Job:
Count the lines in the records below that contain the string "hillside", and give only that number.

Input:
● ● ● ● ● ● ●
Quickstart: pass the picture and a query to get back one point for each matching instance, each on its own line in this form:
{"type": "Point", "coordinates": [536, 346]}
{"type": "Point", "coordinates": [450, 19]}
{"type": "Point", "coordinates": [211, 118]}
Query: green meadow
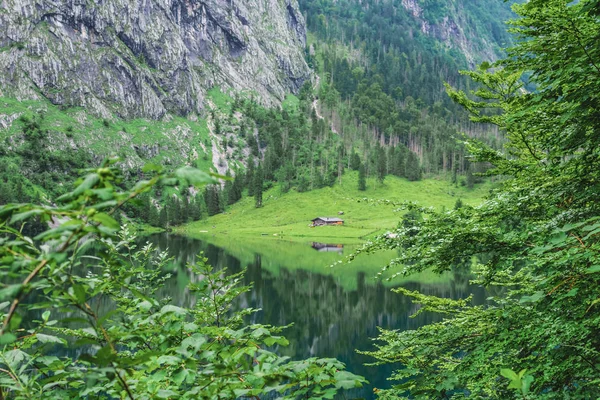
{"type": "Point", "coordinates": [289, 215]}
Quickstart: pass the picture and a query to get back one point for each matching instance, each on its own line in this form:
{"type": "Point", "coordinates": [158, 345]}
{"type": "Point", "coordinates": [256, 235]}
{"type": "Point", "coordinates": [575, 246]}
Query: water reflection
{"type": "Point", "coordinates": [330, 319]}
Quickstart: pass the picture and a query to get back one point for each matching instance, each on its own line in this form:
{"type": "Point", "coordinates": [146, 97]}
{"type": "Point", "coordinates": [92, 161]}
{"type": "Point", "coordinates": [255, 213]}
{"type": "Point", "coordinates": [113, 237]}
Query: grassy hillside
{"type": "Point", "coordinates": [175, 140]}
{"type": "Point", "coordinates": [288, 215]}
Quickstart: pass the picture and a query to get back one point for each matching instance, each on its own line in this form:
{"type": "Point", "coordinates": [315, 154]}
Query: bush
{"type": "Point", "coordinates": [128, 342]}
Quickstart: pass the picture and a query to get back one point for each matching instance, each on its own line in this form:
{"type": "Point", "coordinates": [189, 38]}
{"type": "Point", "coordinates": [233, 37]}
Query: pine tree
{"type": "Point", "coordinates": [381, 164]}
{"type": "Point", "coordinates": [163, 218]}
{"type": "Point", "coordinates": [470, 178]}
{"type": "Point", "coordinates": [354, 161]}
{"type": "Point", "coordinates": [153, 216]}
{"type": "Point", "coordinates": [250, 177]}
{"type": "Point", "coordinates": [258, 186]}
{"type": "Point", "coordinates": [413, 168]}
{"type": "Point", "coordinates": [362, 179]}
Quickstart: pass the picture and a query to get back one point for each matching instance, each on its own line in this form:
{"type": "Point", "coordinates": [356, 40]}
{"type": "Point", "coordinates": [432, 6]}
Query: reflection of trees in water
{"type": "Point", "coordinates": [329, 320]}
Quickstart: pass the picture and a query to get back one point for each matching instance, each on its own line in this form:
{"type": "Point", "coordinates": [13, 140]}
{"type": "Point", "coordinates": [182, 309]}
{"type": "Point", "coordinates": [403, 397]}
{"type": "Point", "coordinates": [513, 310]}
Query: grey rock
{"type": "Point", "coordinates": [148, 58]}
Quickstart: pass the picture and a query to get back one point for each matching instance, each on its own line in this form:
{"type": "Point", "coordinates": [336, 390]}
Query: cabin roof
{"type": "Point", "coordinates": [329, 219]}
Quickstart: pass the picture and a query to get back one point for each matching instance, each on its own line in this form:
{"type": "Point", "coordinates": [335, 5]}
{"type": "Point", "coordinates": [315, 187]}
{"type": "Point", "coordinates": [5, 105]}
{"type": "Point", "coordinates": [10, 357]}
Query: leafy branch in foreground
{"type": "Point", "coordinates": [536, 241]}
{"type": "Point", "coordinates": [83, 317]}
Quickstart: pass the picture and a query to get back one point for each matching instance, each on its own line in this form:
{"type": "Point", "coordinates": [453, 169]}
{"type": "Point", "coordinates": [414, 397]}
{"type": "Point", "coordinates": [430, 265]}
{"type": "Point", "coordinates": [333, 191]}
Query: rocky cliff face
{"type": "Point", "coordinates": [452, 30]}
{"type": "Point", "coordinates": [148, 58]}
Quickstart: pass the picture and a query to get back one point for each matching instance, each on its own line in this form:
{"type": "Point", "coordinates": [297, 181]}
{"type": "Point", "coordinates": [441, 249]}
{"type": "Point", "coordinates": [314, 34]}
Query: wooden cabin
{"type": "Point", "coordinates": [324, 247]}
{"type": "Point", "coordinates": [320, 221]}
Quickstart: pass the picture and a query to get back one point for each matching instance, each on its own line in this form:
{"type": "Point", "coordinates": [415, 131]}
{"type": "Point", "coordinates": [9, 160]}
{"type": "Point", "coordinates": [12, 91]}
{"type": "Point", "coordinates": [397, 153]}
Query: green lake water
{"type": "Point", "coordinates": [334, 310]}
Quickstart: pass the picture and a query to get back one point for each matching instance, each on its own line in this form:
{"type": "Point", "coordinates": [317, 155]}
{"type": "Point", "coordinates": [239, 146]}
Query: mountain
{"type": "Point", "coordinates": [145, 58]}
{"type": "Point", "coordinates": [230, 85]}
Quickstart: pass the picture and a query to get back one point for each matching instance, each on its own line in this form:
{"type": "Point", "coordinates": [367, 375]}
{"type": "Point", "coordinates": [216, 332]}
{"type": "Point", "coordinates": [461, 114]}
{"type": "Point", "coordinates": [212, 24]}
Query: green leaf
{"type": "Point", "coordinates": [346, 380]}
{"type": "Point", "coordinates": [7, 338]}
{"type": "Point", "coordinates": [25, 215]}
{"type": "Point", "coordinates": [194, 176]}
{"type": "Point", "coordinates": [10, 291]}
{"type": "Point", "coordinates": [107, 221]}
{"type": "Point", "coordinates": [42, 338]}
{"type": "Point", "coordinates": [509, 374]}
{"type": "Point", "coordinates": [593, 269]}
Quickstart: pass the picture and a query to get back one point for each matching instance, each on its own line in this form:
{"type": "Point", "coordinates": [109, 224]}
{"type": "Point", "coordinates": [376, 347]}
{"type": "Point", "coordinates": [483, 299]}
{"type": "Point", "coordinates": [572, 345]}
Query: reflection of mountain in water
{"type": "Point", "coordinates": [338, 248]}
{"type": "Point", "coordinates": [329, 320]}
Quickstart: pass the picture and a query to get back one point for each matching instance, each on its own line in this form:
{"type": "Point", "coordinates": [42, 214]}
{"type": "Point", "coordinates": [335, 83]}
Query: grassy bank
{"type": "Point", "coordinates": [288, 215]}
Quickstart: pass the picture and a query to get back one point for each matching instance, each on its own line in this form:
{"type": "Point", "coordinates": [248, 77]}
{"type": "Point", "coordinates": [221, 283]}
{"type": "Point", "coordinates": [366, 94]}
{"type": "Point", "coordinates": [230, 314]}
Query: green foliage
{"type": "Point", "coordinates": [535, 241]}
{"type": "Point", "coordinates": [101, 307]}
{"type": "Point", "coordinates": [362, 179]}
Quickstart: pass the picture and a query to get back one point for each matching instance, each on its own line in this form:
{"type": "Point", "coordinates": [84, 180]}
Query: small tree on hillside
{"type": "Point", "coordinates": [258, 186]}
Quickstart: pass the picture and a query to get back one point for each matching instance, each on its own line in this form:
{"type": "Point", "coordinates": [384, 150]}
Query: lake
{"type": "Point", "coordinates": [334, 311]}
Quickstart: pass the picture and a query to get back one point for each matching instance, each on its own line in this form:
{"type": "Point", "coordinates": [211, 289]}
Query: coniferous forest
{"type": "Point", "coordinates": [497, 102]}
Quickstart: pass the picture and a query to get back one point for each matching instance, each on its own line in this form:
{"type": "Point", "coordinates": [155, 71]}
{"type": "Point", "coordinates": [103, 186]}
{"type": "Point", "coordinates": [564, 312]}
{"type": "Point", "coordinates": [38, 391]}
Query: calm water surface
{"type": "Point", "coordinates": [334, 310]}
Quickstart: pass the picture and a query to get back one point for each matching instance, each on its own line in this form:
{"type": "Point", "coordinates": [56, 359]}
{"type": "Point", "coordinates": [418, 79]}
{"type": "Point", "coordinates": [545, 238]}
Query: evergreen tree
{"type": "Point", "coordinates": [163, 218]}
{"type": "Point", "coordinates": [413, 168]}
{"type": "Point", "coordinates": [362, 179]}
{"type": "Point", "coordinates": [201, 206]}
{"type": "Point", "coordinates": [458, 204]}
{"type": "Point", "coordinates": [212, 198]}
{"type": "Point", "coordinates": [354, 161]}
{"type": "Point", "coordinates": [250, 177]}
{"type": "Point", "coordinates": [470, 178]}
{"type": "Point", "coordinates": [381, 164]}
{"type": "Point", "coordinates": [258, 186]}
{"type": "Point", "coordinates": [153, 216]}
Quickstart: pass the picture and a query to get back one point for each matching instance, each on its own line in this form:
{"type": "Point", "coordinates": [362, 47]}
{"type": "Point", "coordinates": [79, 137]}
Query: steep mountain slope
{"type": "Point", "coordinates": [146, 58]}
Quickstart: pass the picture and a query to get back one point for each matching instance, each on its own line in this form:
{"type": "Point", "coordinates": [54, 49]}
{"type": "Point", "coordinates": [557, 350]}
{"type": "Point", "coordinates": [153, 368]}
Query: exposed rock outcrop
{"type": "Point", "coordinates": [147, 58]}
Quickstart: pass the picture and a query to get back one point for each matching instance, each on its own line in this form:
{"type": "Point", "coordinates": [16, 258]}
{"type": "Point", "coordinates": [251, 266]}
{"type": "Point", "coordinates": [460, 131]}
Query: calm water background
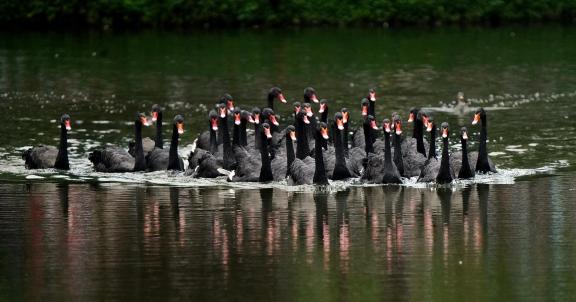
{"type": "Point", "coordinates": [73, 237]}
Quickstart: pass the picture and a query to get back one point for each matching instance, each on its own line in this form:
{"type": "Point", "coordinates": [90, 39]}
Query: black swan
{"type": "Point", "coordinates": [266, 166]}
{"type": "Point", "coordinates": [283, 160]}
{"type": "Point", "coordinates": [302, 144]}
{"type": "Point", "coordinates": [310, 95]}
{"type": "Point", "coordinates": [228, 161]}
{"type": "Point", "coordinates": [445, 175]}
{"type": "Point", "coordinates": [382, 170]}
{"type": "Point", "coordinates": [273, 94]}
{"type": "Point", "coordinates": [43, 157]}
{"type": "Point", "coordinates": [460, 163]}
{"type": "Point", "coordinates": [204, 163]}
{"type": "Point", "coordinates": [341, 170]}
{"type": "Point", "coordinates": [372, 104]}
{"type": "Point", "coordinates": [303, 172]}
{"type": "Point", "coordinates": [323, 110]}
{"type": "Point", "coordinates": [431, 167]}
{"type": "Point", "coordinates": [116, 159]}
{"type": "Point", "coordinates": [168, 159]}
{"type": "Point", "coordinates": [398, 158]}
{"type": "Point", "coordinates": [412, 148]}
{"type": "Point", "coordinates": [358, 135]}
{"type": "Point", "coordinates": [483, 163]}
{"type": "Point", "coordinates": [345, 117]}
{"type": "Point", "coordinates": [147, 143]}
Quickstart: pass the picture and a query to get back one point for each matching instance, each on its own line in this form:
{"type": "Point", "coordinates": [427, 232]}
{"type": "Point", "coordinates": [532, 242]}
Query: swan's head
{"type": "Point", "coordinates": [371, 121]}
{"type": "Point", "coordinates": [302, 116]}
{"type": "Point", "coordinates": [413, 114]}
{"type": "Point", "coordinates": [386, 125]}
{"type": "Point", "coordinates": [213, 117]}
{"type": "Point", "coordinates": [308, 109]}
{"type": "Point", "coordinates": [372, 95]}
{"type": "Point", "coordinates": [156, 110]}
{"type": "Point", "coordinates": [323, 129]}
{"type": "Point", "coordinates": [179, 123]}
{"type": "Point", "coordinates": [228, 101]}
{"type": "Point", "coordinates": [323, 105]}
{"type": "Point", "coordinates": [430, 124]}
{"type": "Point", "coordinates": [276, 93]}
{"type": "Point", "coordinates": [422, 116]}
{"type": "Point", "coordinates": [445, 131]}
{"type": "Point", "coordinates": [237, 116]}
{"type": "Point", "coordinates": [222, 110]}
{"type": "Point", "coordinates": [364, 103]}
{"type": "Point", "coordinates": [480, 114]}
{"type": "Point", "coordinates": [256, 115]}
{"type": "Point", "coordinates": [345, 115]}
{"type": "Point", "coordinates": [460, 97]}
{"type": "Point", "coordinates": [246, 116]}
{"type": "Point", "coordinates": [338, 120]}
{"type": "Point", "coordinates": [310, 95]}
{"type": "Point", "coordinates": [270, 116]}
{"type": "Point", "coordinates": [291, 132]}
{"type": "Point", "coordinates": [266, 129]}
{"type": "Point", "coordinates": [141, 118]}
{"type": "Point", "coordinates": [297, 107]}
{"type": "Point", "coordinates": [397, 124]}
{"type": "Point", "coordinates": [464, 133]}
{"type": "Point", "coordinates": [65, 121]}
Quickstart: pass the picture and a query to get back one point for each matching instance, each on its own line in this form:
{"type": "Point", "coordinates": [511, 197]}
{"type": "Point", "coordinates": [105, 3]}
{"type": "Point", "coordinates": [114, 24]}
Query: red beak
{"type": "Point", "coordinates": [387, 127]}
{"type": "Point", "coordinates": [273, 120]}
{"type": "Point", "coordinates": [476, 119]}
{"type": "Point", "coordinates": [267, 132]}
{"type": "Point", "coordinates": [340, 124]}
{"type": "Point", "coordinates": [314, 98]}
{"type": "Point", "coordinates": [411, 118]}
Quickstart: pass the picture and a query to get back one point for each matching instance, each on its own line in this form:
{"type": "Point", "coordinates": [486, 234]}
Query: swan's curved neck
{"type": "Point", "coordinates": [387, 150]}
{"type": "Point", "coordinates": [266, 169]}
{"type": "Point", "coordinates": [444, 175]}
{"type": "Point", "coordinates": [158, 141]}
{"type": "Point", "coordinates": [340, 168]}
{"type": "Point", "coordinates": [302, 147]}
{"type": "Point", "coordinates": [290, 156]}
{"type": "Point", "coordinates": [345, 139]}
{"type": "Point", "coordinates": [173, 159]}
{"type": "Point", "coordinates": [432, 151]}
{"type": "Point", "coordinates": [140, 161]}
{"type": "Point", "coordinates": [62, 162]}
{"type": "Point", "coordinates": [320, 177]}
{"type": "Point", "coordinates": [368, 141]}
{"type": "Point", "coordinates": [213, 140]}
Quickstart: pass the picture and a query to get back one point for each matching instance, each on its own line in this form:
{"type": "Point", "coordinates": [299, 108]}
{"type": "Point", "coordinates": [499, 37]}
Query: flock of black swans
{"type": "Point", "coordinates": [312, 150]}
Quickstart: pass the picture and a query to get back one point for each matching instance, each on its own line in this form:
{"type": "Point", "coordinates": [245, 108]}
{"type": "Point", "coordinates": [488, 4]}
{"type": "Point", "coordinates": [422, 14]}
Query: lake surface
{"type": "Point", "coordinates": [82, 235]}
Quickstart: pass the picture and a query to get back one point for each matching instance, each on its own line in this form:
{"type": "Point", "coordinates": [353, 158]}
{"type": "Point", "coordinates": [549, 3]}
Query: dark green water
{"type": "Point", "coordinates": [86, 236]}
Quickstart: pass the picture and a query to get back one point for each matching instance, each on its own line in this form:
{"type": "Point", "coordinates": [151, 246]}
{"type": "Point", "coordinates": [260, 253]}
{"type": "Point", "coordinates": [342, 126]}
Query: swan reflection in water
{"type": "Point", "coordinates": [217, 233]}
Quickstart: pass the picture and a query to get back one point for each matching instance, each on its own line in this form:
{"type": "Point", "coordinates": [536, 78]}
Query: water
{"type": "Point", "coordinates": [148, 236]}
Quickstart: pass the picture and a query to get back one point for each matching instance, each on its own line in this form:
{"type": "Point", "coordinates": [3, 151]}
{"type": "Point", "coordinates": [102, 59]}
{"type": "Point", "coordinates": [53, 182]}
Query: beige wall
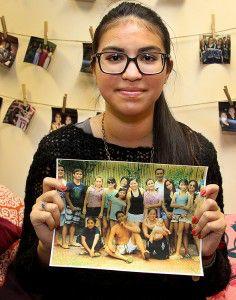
● ● ● ● ● ● ●
Result of the task:
2